• WHAT TO DO
Convert every line of the data below into a JSON list of strings, one string per line, leaving out blank lines.

[Excerpts of pointing data]
---*---

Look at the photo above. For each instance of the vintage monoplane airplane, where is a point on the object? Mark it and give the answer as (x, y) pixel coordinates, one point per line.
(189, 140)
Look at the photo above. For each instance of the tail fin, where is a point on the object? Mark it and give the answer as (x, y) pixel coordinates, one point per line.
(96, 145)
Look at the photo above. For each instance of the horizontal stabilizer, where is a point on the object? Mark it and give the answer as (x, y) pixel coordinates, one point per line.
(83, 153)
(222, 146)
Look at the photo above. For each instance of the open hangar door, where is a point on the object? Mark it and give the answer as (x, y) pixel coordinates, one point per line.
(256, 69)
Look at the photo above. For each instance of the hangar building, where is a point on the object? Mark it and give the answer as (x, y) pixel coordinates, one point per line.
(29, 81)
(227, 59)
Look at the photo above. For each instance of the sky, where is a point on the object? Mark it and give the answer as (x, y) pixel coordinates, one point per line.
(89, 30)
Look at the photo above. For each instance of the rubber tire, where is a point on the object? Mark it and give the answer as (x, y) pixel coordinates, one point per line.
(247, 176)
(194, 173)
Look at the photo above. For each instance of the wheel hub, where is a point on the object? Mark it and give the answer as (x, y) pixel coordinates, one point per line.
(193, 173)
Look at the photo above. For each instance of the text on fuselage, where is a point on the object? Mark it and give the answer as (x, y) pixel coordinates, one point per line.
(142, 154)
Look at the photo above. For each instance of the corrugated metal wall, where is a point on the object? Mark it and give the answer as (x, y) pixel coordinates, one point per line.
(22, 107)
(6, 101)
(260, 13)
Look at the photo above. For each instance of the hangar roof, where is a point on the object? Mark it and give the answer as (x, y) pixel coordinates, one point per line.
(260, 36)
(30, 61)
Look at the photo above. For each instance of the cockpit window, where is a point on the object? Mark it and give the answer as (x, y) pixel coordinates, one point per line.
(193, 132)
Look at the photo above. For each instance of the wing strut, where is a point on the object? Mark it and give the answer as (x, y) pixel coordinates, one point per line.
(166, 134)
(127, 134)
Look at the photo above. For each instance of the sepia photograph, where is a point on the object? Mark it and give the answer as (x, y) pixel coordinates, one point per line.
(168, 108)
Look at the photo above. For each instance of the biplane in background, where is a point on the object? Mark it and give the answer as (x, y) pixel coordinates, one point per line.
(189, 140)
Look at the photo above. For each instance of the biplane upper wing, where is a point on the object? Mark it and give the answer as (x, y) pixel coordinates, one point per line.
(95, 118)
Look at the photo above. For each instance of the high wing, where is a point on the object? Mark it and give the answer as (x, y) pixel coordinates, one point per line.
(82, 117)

---*---

• TASK RESPONSE
[
  "Look at the photo above. For each instance of the vintage monoplane airplane, where is a point on the object? Mark it and give the answer as (x, y) pixel coordinates, one point per line.",
  "(189, 140)",
  "Look at the photo above. For each instance of the tail fin, where is a point on the object? Mark it and give the answer as (x, y) pixel coordinates, one point per line.",
  "(96, 145)",
  "Look at the photo above. For each instance of the horizontal stabilizer, where is a point on the object? Mark it and give the answer as (x, y) pixel coordinates, one point per line.",
  "(83, 153)",
  "(222, 146)",
  "Look at the photo above. For each instance of the open hangar door, where is a point on the object? Mark it and give the answer as (x, y) pixel coordinates, one point per line.",
  "(256, 69)",
  "Look at the photo above. For each instance of the hangar building, where is a point on the object? Mark it and give the answer as (x, y) pixel coordinates, one point per line.",
  "(29, 81)",
  "(227, 59)",
  "Look at the photo above. For each instance of the sky, where is a point on the object? Mark it and give the answer as (x, y) pixel coordinates, one point per line.",
  "(89, 30)",
  "Look at the photo above. For each instance of the rubber tire, where is a point on the object? Mark it and give the answer as (x, y) pixel coordinates, one point per line.",
  "(247, 176)",
  "(194, 173)",
  "Look at the photo above. For each instance of the wheel hub, where is a point on the object? Mark it and give the answer as (x, y) pixel coordinates, one point per line.",
  "(193, 173)",
  "Look at the photo above. For each instance of the text on fuselage, where is a point on the object? Mark it and give the answer as (x, y) pixel coordinates, one point per line.",
  "(142, 154)",
  "Look at the photo above. For each instance of the corrugated metal wall, where is a point on the object? Mark it and give the answer as (x, y) pixel coordinates, one point per line.",
  "(22, 107)",
  "(6, 101)",
  "(260, 13)",
  "Look at the photo above. For each instance of the hangar roof, where is a point on the object? Mark it and give the answer as (x, y) pixel coordinates, one point per line.",
  "(260, 36)",
  "(30, 61)",
  "Look at the photo above. For each instance of the cockpit window, where is a point on the object? Mark it and give the answer as (x, y) pixel coordinates, one point per line.",
  "(193, 132)",
  "Look at the photo above. For each instance of the wing strut, where is a point on the object? Mark it and give the answer as (x, y) pixel coordinates, one point per line.",
  "(166, 134)",
  "(127, 134)",
  "Look at the photo above. For each instance of the sepia photograph, where is a point on the object? Mark it and give the answer as (x, y) pixel coordinates, one point per line.",
  "(168, 108)",
  "Look at the photo above. For each instance of the biplane in background, where is a point on the object? Mark it and give the answer as (x, y) pixel coordinates, one point per line.",
  "(189, 140)",
  "Look at the photo above. For each instance of the biplane upper wing, where is a point on the object? Mark it and give the answer as (x, y) pixel coordinates, one point per line.",
  "(95, 118)",
  "Look at the photo above. For each instance of the high wing, where is a point on the object? Mark it and give the answer as (x, y) pixel coordinates, one point per line.",
  "(82, 117)"
]